* [EXERCISE INSTRUCTIONS]
[1] Transcribe the stretch of the passage on the Taiwan Relations Act from "The issue becomes: Why" through "that the U.S.".
[2] In the passage on the Taiwan Relations Act, which U.S. theater of the Pacific War are Formosa and the Pescadores said to be within?
[3] Decide whether each statement agrees with the passage on the Taiwan Relations Act, answering yes or no and quoting the deciding words: (a) The U.S. had a consulate in Taiwan during the Qing Era. (b) TRA expresses a form of public law while performing the nature of civil law. (c) Formosa and the Pescadores are known as Taiwan and Penghu.

* [PASSAGE SHOWN]

TRA is guideline legislation to manage the situation after the break-off
of the diplomatic relations between the U.S. and the Governing Authority in
Taiwan, or the Republic of China as they call. After the break-off, it is
natural to shift the diplomacy to the consul, a long traditional institution to
serve “people-to-people” relations. The U.S. had a consulate in Taiwan during
the Qing Era and the Japanese rule before the Pacific War without any problem.
The issue becomes: Why the U.S. had to do it in a complicated way?
As the result of deforming diplomacy, TRA expresses a form of civil law
while performs the nature of public law. It repeatedly designates that the U.S.
has to “help maintain peace, security, and stability in the Western Pacific;”
as well as “to provide Taiwan with arms of a defensive character,” to “make
available to Taiwan such defense articles and defense services,” “to resist any
resort to force or other forms of coercion that would jeopardize the security,
or the social or economic system, of the people on Taiwan,” and the using of
force and the coercion will be considered as “a threat to the peace and
security of the Western Pacific area and of grave concern to the United States”
etc. in specific.
The question then becomes: Why TRA concerns with the West Pacific region,
rather than Taiwan and Penghu, which it is expected to do? Why the invasion of
Taiwan will jeopardize the peace of the region?
The West Pacific is the maritime war zone during the Pacific War. Formosa
and the Pescadores, known as Taiwan and Penghu, are within the U.S.'s Central
Pacific Theater. Being the leading power of the Pacific War, the primary
contributor to the victory, the vital role to draft the peace, and the
“Principal Occupying Power” of the Treaty of Peace with Japan especially, the
U.S. holds the sole and ultimate responsibility to arrange the territories in
the Theater. The U.S. leads the battles throughout the War and carries out the
peace.

(Point-based annotation data)
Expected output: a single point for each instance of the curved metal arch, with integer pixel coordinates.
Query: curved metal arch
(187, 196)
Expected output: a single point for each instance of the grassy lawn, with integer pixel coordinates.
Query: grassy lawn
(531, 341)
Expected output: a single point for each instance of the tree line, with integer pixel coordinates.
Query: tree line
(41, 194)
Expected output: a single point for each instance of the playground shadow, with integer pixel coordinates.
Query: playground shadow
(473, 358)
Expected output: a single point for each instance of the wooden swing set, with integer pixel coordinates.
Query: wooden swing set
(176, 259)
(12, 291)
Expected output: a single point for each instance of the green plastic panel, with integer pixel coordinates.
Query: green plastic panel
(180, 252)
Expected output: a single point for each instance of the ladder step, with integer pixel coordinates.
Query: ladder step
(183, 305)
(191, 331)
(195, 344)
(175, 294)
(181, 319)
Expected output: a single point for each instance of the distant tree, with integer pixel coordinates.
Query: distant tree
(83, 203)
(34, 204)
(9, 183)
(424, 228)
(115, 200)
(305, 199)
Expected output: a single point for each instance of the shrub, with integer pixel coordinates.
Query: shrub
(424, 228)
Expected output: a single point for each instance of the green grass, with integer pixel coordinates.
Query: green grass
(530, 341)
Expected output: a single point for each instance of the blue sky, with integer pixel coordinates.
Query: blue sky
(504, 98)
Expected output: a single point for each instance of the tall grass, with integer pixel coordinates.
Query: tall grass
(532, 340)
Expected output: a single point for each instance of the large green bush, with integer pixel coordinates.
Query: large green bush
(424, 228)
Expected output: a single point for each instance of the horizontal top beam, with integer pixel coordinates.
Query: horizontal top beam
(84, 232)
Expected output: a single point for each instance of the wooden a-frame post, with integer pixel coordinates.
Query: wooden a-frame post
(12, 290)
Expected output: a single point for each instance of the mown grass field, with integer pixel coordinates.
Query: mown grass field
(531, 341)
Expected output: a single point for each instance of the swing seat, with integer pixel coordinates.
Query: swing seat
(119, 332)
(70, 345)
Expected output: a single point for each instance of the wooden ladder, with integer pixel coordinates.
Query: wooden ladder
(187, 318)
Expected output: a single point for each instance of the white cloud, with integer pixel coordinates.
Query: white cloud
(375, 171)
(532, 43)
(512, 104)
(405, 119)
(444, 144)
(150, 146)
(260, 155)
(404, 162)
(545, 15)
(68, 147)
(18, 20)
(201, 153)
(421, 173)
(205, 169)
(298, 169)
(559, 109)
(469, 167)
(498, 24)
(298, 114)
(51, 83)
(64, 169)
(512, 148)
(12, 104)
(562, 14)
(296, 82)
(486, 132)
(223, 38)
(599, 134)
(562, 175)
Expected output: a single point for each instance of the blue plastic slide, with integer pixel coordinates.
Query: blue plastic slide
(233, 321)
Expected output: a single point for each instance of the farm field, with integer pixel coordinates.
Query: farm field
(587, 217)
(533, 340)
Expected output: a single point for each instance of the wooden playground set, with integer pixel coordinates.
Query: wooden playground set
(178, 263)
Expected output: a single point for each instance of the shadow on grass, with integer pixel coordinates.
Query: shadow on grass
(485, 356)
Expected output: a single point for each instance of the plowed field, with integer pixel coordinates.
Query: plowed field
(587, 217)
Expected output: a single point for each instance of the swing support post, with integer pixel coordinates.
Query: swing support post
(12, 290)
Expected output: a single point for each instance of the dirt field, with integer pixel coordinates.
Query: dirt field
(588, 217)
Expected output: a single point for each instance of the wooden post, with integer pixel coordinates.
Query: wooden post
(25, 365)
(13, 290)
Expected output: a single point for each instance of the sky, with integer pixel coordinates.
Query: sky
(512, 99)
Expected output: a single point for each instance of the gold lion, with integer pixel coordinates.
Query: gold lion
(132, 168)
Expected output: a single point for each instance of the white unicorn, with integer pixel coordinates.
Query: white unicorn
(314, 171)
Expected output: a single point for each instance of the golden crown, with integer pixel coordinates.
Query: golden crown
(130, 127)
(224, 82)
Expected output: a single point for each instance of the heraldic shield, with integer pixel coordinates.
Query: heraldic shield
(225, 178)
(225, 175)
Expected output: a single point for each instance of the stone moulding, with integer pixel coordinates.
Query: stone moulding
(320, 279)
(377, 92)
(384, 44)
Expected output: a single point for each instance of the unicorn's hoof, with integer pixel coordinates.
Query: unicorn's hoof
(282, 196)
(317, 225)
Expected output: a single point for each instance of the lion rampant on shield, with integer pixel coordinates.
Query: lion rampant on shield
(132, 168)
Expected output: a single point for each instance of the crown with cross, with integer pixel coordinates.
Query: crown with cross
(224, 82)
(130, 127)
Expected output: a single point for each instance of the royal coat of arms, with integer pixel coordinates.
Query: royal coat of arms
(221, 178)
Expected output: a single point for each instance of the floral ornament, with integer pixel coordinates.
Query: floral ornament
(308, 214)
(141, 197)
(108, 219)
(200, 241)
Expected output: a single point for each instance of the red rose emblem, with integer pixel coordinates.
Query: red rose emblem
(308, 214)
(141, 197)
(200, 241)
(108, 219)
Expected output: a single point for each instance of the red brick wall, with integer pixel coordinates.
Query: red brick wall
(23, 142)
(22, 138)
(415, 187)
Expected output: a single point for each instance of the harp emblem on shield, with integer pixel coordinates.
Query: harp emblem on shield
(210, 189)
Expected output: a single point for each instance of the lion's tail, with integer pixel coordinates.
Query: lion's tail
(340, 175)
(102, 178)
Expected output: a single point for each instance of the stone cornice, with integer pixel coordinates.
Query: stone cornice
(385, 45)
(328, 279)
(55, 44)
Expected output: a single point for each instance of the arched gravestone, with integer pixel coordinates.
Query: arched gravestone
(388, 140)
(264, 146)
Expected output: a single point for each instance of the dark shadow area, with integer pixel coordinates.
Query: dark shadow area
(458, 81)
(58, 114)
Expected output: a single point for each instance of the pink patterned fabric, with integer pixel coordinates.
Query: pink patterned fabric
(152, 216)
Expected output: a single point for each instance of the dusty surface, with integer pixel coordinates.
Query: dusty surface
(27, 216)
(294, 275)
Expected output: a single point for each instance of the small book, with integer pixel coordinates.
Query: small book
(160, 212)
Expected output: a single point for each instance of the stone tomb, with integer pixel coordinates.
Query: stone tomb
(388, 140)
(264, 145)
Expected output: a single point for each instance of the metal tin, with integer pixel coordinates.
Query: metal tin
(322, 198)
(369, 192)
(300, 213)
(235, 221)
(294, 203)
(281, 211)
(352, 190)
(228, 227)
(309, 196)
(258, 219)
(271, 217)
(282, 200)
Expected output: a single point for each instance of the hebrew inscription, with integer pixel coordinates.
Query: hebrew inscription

* [SOLUTIONS PER TASK]
[1]
The issue becomes: Why the U.S. had to do it in a complicated way?
As the result of deforming diplomacy, TRA expresses a form of civil law
while performs the nature of public law. It repeatedly designates that the U.S.

[2] The U.S.'s Central Pacific Theater.

[3]
(a) Yes: "The U.S. had a consulate in Taiwan during the Qing Era and the Japanese rule before the Pacific War without any problem."
(b) No: "TRA expresses a form of civil law while performs the nature of public law."
(c) Yes: "Formosa and the Pescadores, known as Taiwan and Penghu"